◆ **Work task**
Reproduce all entries word for word.

◆ **Material provided**
►

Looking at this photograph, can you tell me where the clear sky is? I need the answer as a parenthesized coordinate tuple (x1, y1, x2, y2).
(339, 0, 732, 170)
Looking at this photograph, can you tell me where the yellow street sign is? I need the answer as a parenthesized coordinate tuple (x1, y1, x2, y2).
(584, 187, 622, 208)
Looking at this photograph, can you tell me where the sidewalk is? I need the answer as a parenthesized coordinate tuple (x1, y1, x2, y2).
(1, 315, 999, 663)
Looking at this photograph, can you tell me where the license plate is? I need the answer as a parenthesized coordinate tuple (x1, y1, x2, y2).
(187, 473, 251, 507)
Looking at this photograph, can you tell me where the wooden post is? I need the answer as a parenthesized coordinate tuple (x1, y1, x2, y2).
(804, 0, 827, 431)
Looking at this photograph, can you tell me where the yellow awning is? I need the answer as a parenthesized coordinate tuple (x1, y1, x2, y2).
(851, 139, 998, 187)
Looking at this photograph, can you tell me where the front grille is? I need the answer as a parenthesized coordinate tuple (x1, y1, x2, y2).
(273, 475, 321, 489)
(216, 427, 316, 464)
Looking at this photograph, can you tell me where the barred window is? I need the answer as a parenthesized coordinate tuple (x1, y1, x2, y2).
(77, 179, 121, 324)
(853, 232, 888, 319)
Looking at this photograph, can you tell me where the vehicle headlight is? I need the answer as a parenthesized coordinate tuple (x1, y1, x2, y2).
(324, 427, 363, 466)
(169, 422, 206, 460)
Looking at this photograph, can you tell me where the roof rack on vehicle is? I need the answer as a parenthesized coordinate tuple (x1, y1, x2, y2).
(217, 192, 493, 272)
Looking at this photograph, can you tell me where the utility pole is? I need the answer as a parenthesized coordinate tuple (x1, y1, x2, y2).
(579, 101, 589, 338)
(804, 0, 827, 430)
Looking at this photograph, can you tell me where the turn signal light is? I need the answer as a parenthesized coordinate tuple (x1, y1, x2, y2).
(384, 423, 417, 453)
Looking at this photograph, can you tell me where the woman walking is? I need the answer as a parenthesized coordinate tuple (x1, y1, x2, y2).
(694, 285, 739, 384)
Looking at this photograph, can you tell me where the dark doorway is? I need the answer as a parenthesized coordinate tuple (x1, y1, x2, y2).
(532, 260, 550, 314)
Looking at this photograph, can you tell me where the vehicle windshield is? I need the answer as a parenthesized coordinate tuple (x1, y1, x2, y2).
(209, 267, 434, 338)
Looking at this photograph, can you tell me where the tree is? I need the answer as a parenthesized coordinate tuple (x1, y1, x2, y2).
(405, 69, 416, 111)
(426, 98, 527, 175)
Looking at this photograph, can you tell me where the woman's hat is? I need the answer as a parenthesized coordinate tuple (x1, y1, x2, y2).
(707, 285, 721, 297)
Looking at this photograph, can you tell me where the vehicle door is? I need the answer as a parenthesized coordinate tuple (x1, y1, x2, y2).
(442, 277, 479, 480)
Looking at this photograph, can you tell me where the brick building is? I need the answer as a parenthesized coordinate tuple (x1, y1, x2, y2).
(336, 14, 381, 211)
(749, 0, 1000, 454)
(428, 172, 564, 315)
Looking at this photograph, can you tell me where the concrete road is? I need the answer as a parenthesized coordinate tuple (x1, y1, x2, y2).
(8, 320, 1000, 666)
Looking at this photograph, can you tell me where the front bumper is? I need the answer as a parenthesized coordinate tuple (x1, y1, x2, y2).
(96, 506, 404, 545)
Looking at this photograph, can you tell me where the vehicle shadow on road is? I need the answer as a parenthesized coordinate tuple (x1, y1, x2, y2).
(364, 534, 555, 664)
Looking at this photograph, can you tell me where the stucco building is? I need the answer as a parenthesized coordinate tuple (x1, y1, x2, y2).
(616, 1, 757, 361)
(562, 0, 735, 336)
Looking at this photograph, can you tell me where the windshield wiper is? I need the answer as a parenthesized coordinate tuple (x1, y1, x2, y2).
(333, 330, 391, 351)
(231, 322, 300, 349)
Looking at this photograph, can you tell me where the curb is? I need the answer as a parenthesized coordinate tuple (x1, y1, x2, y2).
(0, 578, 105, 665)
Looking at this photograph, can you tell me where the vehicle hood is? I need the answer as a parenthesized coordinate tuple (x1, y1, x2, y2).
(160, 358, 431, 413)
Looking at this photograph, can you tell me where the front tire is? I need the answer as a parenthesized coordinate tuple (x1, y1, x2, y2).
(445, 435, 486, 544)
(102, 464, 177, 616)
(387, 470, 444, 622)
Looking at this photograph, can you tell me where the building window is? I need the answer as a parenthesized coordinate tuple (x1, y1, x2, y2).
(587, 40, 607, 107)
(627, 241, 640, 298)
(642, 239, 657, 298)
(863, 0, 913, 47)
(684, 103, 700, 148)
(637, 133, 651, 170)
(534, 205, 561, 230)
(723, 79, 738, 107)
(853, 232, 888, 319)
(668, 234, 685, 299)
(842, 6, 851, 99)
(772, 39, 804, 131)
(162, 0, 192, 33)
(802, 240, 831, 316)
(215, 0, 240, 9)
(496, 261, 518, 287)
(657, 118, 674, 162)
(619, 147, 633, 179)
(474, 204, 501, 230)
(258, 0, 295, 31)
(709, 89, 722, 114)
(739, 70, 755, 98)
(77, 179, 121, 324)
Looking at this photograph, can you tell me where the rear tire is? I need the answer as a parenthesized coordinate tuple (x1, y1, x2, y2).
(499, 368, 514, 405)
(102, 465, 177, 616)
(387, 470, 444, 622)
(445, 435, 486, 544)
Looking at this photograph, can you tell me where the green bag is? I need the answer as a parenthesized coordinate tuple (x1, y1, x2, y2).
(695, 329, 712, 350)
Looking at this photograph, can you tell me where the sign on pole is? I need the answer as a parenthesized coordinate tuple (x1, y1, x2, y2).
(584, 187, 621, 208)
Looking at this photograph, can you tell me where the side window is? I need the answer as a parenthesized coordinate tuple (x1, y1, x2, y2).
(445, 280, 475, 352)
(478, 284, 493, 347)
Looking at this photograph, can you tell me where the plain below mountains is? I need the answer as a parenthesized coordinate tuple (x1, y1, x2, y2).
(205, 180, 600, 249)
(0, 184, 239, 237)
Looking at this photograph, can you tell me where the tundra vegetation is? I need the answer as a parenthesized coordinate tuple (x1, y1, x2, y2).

◄

◆ **Solution below**
Looking at this photograph, can you tell me where the clear sky is? I need the answer as a parenthesized coordinate tuple (x1, y1, x2, y2).
(339, 0, 732, 170)
Looking at this photograph, can you tell me where the yellow street sign is? I need the answer as a parenthesized coordinate tuple (x1, y1, x2, y2).
(584, 187, 622, 208)
Looking at this photograph, can you tell me where the sidewalk is? I need the answer as a parenthesized coordinate tuple (x1, y1, x2, y2).
(1, 315, 999, 663)
Looking at this photograph, can you tell me where the license plate is? I need the answer as a parenthesized coordinate tuple (x1, y1, x2, y2).
(187, 473, 251, 507)
Looking at this photograph, can you tell me where the wooden post is? I need the answer as a parenthesized coordinate tuple (x1, y1, x2, y2).
(804, 0, 827, 431)
Looking at this photograph, can you tell me where the yellow awning is? I need the answer as a parenthesized coordinate tuple (x1, y1, x2, y2).
(851, 139, 998, 187)
Looking at this photograph, can you tell me where the front grille is? I need the answer as a parenthesized coordinate tuple (x1, y1, x2, y2).
(273, 475, 321, 489)
(216, 427, 316, 464)
Looking at this photograph, can you tell me where the barred window is? I need the answer as a parenthesized coordinate tuple (x1, y1, x2, y2).
(77, 179, 121, 324)
(853, 232, 888, 319)
Looking at this photograph, can you tell me where the vehicle headlight is? I need the answer as a parenthesized coordinate tuple (x1, y1, x2, y2).
(324, 427, 363, 466)
(169, 422, 206, 460)
Looking at this photograph, can you tell me where the roof rack on vehicle is? I need the answer as a parenthesized coordinate tuple (x1, y1, x2, y2).
(217, 192, 493, 272)
Looking at this photograph, can you tell me where the utility pole is? I need the answer as a parenthesized coordinate tuple (x1, y1, x2, y2).
(579, 101, 589, 338)
(804, 0, 827, 430)
Looking at this photograph, can you tell me where the turn signal light is? I need the answer as a parenthesized coordinate tuple (x1, y1, x2, y2).
(384, 423, 417, 453)
Looking at this photograph, can you tell me where the woman walking is? I need the answer as a parenthesized coordinate tuple (x1, y1, x2, y2).
(694, 285, 739, 384)
Looking at this photograph, can you tell me where the dark doorway is? I need the answer as a parenthesized coordinate tuple (x1, y1, x2, y2).
(532, 260, 550, 314)
Looking at this photograph, can you tell me where the vehicle windshield is? I need the answer as a parenthesized coordinate tuple (x1, y1, x2, y2).
(209, 267, 434, 338)
Looking at this photograph, can you tell me where the tree is? I need the answer as a parenthesized coordinate tuple (x1, y1, x2, y2).
(405, 69, 416, 111)
(426, 98, 527, 175)
Looking at this photograph, can you tell me where the woman's hat is? I need the answer as a parenthesized coordinate tuple (x1, y1, x2, y2).
(707, 285, 721, 297)
Looking at this photograph, can you tell me where the vehicle door is? I need the answer as a parenthesized coordinate tuple (x1, y1, x2, y2).
(442, 277, 479, 480)
Looking at this photograph, can you tell me where the brick building is? I need the answer as a parenthesized coordinate tuple (x1, y1, x2, y2).
(336, 14, 381, 211)
(749, 0, 1000, 454)
(428, 172, 564, 315)
Looking at this photograph, can you tell me where the concrete road is? I need the answer as a parenthesized coordinate tuple (x1, y1, x2, y2).
(8, 320, 1000, 666)
Looking at this photograph, can you tell me where the front bumper is? I need the answer as a parenthesized coordinate tuple (x1, y1, x2, y2).
(96, 506, 404, 545)
Looking at this photograph, can you tell me where the vehicle shadow on road is? I need the answer as a parenthesized coordinate tuple (x1, y1, x2, y2).
(364, 534, 555, 664)
Looking at this photograph, can you tell me where the stucco building is? I need the answer as a parenthesized coordinate tuple (x1, y1, x2, y2).
(616, 1, 757, 361)
(562, 0, 735, 336)
Looking at this photograph, can you tell me where the windshield wiper is? I need the answer as a parenthesized coordinate tuple (x1, y1, x2, y2).
(333, 330, 391, 351)
(231, 322, 300, 349)
Looking at this photograph, can you tell me where the curb is? I need the answer as a parenthesized coordinate tuple (x1, y1, x2, y2).
(0, 578, 105, 665)
Looking at this photograph, can you tell me where the vehicle hood is? I need the answer as a parenthesized coordinate tuple (x1, y1, x2, y2).
(160, 358, 431, 413)
Looking at this photograph, can you tell me where the front tire is? I need the answer as a parenthesized coordinate tuple (x1, y1, x2, y2).
(445, 435, 486, 544)
(102, 464, 177, 616)
(387, 470, 444, 622)
Looking at this photograph, can you tell me where the building window is? I need the answer as a parenthesized coordinate tuple (x1, y1, x2, y2).
(587, 40, 607, 107)
(627, 241, 640, 298)
(642, 239, 657, 298)
(863, 0, 913, 47)
(684, 103, 700, 148)
(637, 133, 651, 170)
(534, 205, 561, 230)
(723, 79, 738, 107)
(853, 232, 888, 319)
(668, 234, 685, 299)
(842, 6, 851, 99)
(772, 39, 804, 131)
(162, 0, 192, 33)
(802, 240, 831, 316)
(215, 0, 240, 9)
(496, 261, 518, 287)
(657, 118, 674, 162)
(619, 147, 633, 179)
(474, 204, 501, 230)
(258, 0, 295, 31)
(709, 89, 722, 114)
(739, 70, 755, 98)
(77, 179, 121, 324)
Looking at this photograph, can you tell me where the rear tire is? I need the answer as a parenthesized coordinate tuple (x1, y1, x2, y2).
(499, 368, 514, 405)
(102, 465, 177, 616)
(387, 470, 444, 622)
(445, 435, 486, 544)
Looking at this photograph, can you tell me where the green bag is? I need the answer as a parenthesized coordinate tuple (x1, y1, x2, y2).
(695, 329, 712, 350)
Looking at this photograph, can you tell me where the sign on pole is? I need the answer as a parenthesized coordinate tuple (x1, y1, x2, y2).
(584, 187, 621, 208)
Looking at this photograph, can you tell me where the side window is? I need the answer as a parenthesized coordinate tuple (x1, y1, x2, y2).
(445, 280, 475, 352)
(478, 284, 493, 347)
Looking at this photograph, can you tell me where the plain below mountains is? I need the answer as a parenthesized coordinate tuple (x1, y1, x2, y2).
(205, 180, 600, 249)
(0, 184, 239, 237)
Looking at this photograph, can you tell me where the tundra vegetation is? I need the answer as a parenthesized coordinate tuple (x1, y1, x2, y2).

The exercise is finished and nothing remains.